[Задание]
Перепишите дословно из статьи о разговоре Ивана Петровича с князем отрывок от слов «Разговор Ивана Петровича» до слов «набросок чудес Достоевского.» включительно.

[Приведенный текст]
● ● ● ● ●

Разговор Ивана Петровича с князем в ресторане - самое острое, напряженное место в романе "Униженные и оскорбленные". Такие мучительные и напряженные, и раскрывающие психологию героев разговоры характерны для Достоевского. В какой-то степени все знаменитые разговоры героев Достоевского - князя Мышкина с Рогожиным в "Идиоте", Раскольникова со Свидригайловым в "Преступлении и наказании", братьев Карамазовых друг с другом и, наконец, разговор Ивана с чертом в "Братьях Карамазовых" - все они выросли из разговора Ивана Петровича с князем Валковским. В "Униженных и оскорбленных" перед нами как бы черновик, набросок чудес Достоевского.
Разговор в коляске по дороге к графине был как бы предисловием к основному разговору в ресторане. Теперь князь разыгрывает обиду: "...тут замешались чуть ли не сословные интересы" - так объясняет он отказ Ивана Петровича от ужина. Но, убедившись в твердости решения своего спутника, принимается говорить с ним "вполне дружелюбно", то есть, попросту говоря, издеваться над скромной жизнью писателя вдали от света, который "нужно знать" литератору. Впрочем, оговаривается князь, литературу теперь не интересует светская жизнь, "у вас там теперь все нищета, потерянные шинели, ревизоры, задорные офицеры, чиновники, старые годы и раскольничий быт, знаю, знаю".
Пренебрежительно отозвавшись о литературе, князь уже этим оскорбляет Ивана Петровича, но дальше он совсем уж перестает стесняться. "Его тон вдруг изменился и все больше переходил в нагло фамильярный и насмешливый".
Иван Петрович между тем не может отвечать тем же "не из боязни, а из проклятой моей слабости и деликатности. Ну как в самом деле сказать человеку грубость прямо в глаза, хотя он и стоит того и хотя я именно и хотел сказать ему грубость?"

● ● ● ● ●

[Выдержка из данных]
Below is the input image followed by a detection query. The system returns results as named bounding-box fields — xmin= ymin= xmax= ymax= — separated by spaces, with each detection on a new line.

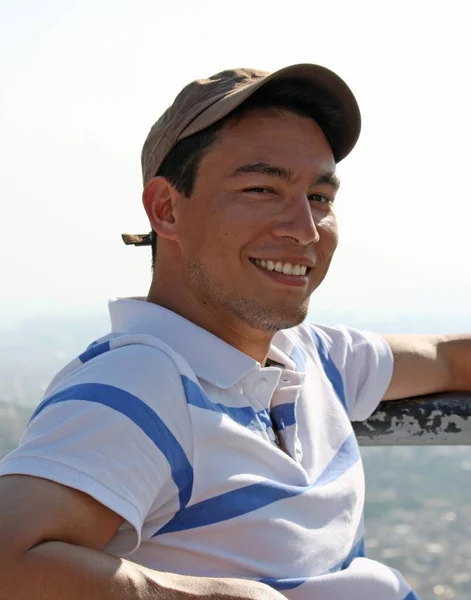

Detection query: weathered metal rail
xmin=353 ymin=393 xmax=471 ymax=446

● ● ● ● ●

[Разобранный ответ]
Разговор Ивана Петровича с князем в ресторане - самое острое, напряженное место в романе "Униженные и оскорбленные". Такие мучительные и напряженные, и раскрывающие психологию героев разговоры характерны для Достоевского. В какой-то степени все знаменитые разговоры героев Достоевского - князя Мышкина с Рогожиным в "Идиоте", Раскольникова со Свидригайловым в "Преступлении и наказании", братьев Карамазовых друг с другом и, наконец, разговор Ивана с чертом в "Братьях Карамазовых" - все они выросли из разговора Ивана Петровича с князем Валковским. В "Униженных и оскорбленных" перед нами как бы черновик, набросок чудес Достоевского.